[[ SELECTED PASSAGE, beginning ]]
I think this might be helpful, or not:
http://en.wikipedia.org/wiki/Repressed_memory
I was trained that people often disassociate during traumatic events, and that they may also suppress memories of past traumas. This is not quite the same thing as global amnesia.
More about disassociation:
http://en.wikipedia.org/wiki/Dissociation_(psychology)
I hope this is helpful.
My former Ex SO friend told me that people crave auditing on the e-meter...will go to great lengths to continue it, and that they seem to go into a kind of withdrawl when suddenly denied it, just like an addiction to a drug. Maybe it's just a psychological dependance and not a physical one...either way, dependance seems to be there for those people who "crave" it!
Once he did it for hours and when he stopped, his blood pressure was sky high, higher than ever before in his life. He felt that if he hadn't stopped, he might have had a stroke. Here's the thing...he didn't want to stop, had to force himself to stop.
I have had personal experience with a TENS unit, a prescription is needed to get one...it's not a stretch to think that the electric current from the e-meter might have similar effects.
I stopped using a TENS unit because I was concerned about cellular damage over time, and overgrowth of cells. I would not use an e-meter during counseling (or meditation) if you paid me to do it.
I'm in Arnie's camp on this one. I think the process is harmful. If using a TENS unit can and does produce "neuromodulation", than why can't using and abusing an e-meter do so as well??? I don't see much difference.
Here's way more than you want to know about the effects of TENS:
"The currently proposed mechanisms by which TENS produces neuromodulation include the following:
Presynaptic inhibition in the dorsal horn of the spinal cord
Endogenous pain control (via endorphins, enkephalins, and dynorphins)
[[ SELECTED PASSAGE, end ]]
* **TASK 1**
In the post about e-meters and TENS units, why did the writer stop using a TENS unit?
* **TASK 2**
Quote the post about e-meters and TENS units between "I stopped using" and "me to do it.", inclusive.
[[ SUPPLIED MATERIAL, beginning ]]
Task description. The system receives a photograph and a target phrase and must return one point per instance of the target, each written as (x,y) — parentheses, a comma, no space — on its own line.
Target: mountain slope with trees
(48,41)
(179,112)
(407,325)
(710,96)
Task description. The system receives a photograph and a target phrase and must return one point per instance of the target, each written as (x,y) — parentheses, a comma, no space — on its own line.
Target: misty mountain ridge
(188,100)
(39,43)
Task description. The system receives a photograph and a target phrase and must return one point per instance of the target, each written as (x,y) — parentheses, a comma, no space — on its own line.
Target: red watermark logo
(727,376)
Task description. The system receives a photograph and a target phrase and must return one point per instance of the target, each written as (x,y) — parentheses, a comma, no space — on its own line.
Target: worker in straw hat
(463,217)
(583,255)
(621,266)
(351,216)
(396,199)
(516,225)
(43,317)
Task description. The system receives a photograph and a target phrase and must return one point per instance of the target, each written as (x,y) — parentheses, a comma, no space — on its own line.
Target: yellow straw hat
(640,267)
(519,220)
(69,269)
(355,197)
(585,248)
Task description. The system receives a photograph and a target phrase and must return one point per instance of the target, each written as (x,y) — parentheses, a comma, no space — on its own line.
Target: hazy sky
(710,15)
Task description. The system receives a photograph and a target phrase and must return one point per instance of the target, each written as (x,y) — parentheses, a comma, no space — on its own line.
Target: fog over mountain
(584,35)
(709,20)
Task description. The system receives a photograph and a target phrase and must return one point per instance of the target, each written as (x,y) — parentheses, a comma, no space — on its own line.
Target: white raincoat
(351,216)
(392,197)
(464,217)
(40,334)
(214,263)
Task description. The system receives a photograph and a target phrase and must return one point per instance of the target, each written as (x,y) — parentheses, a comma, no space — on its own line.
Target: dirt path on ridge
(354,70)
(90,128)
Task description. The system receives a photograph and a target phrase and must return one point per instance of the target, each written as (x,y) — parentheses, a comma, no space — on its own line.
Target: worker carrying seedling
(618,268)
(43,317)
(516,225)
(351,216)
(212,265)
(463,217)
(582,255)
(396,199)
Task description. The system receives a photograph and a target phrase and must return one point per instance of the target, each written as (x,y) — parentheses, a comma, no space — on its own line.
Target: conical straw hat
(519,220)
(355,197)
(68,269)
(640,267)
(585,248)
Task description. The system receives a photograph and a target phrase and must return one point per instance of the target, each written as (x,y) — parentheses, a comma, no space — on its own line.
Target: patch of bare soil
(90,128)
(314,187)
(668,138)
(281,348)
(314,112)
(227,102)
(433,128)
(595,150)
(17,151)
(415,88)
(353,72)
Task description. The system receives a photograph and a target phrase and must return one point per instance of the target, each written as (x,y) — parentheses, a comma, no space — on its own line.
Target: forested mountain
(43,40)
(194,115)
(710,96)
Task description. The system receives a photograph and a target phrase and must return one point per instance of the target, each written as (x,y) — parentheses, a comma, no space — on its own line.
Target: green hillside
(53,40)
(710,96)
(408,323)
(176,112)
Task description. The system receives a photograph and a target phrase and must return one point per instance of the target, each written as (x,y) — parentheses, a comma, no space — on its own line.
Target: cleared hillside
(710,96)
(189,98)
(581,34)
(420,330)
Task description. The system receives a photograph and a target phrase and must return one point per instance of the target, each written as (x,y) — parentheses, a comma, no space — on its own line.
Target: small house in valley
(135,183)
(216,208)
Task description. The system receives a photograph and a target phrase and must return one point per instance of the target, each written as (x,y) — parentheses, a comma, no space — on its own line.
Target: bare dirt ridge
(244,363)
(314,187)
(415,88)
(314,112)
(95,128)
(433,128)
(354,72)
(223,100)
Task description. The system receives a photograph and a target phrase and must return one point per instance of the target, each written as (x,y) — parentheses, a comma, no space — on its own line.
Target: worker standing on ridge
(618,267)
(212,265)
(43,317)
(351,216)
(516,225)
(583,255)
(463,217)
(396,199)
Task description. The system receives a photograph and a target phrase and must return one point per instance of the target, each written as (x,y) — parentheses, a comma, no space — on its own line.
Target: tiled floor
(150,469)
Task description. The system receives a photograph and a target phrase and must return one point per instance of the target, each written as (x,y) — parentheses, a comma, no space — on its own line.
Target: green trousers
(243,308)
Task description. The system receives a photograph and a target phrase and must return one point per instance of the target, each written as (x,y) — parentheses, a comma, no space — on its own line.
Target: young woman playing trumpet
[[ SUPPLIED MATERIAL, end ]]
* **EXERCISE OUTPUT 1**
The writer was concerned about cellular damage over time and overgrowth of cells.

* **EXERCISE OUTPUT 2**
I stopped using a TENS unit because I was concerned about cellular damage over time, and overgrowth of cells. I would not use an e-meter during counseling (or meditation) if you paid me to do it.